Texas Commission on Environmental Quality and Max Midstream, LLC v. San Antonio Bay Estuarine Waterkeeper, Texas Campaign for the Environment, and S. Diane Wilson (No. 15-24-00036-CV; February 27, 2025) arose from Max Midstream’s 2020 application to expand its minor source air permit to expand its terminal facility in Calhoun County. Several environmental groups opposed the permit and filed contested case hearing requests, which TCEQ denied. The groups sought judicial review in a Travis County district court, which reversed TCEQ’s decision and remanded to the agency for a contested case hearing.

In an opinion by Justice Farris, the court of appeals reversed and rendered judgment in favor of TCEQ. The case turned on the question of whether the proposed emissions from the expanded facility would pose an adverse health or welfare effect on nearby residents. According to the toxicologist who performed the modeling and analysis on behalf of Midstream Max, the expanded facility would produce such small magnitude amounts of ground level contaminants as to be well within TCEQ’s screening level and even less farther than one mile from the terminal itself. The environmental groups produced their own expert a public health statistician, who controverted the toxicologist’s analysis.

First, the court determined that the substantial evidence standard of review applied. The groups argued that TCEQ could “not weigh and resolve disputed fact issues in determining affected-person status,” but in this case the commission’s decision rested on an evidentiary record that SCOTX authority has already decided brings the agency’s decisions on contested case hearing requests, “specially including permit requests,” within the APA’s substantial evidence standard. Proceeding to the review itself, the court first considered whether the permit contestants had a “personal justiciable interest” affected by the permit application, as opposed to “a hypothetical or speculative injury.” The court concluded that substantial evidence supported the agency’s determination that the permit would have a negligible impact on nearby residents and would have no discernible effect on the use or enjoyment of any of the protestants’ property. It further held that the protestants failed to carry their burden of “establish[ing] that the permitted activity would affect them differently than members of the general public,” thus dooming their standing claim. Finally, the court concluded that any impact that the permitted activity would have on protestants’ economic interests (largely in oyster fishing) was merely speculative.

• [PROVIDED RECORDS]:
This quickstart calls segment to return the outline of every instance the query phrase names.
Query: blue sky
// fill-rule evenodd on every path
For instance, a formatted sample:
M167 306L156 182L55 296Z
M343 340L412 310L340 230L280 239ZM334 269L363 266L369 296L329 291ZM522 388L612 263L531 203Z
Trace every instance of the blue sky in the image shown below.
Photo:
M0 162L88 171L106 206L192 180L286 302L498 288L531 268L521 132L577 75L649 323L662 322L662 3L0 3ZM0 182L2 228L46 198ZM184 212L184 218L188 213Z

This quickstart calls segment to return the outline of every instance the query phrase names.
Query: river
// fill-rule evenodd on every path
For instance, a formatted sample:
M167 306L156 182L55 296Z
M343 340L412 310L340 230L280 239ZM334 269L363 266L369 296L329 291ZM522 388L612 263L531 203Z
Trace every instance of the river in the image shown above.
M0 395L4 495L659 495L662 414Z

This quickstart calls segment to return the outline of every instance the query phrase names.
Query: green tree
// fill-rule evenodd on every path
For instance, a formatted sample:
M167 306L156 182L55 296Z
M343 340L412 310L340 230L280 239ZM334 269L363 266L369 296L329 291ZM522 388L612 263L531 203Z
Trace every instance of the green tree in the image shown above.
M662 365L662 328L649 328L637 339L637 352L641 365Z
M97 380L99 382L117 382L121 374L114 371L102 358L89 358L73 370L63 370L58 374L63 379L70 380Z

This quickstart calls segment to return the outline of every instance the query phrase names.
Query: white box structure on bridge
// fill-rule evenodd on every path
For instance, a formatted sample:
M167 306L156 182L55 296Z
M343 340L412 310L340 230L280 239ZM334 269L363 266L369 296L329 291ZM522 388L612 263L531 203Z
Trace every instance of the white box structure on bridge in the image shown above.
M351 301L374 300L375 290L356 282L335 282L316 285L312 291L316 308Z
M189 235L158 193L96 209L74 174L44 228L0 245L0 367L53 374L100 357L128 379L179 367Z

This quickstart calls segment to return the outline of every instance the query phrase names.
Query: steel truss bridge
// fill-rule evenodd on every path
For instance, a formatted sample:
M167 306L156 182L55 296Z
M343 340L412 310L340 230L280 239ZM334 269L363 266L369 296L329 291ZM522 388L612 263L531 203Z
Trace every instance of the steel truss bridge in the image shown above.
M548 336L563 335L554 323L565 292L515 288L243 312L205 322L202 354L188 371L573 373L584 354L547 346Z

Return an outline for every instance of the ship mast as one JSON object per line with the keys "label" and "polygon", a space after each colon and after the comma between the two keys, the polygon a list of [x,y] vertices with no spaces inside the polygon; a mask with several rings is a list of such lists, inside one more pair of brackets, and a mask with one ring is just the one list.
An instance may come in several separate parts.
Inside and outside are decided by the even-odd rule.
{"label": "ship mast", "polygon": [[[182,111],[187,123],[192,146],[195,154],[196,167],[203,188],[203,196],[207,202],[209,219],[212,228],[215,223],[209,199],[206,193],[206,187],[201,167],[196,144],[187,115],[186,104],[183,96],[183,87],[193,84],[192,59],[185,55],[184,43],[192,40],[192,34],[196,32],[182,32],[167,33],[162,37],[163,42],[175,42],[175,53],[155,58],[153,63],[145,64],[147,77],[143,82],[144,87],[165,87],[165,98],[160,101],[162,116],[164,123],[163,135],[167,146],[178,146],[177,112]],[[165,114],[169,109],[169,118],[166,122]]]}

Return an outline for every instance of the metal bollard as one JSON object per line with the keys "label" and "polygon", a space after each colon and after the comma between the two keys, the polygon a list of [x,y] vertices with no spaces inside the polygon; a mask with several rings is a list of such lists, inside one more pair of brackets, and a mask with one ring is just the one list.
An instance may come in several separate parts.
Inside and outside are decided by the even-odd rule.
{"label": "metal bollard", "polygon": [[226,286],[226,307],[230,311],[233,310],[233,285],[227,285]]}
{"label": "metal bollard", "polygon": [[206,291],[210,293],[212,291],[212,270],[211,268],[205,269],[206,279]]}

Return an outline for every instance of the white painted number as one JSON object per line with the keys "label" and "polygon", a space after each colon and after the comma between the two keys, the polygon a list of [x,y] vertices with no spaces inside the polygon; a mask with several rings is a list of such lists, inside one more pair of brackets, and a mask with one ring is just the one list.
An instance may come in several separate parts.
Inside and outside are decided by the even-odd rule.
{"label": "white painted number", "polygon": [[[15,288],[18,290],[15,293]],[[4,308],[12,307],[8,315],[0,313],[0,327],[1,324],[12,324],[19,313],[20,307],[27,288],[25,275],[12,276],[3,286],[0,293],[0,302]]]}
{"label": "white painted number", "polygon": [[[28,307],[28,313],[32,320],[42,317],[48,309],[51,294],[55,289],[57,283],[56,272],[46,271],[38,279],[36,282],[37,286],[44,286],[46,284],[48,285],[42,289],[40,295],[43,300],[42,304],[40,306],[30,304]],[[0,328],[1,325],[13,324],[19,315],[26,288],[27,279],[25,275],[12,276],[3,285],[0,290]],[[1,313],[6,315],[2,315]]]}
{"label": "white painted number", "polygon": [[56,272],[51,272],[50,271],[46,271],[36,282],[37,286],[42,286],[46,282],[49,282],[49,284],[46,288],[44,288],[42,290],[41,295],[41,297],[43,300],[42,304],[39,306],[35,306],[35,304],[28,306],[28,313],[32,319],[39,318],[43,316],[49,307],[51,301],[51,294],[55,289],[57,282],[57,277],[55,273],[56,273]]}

• [WHAT THE TASK ASKS]: List every party named in the case title at the start of the appeals case summary.

• [PROBLEM SOLUTION]:
- Texas Commission on Environmental Quality
- Max Midstream, LLC
- San Antonio Bay Estuarine Waterkeeper
- Texas Campaign for the Environment
- S. Diane Wilson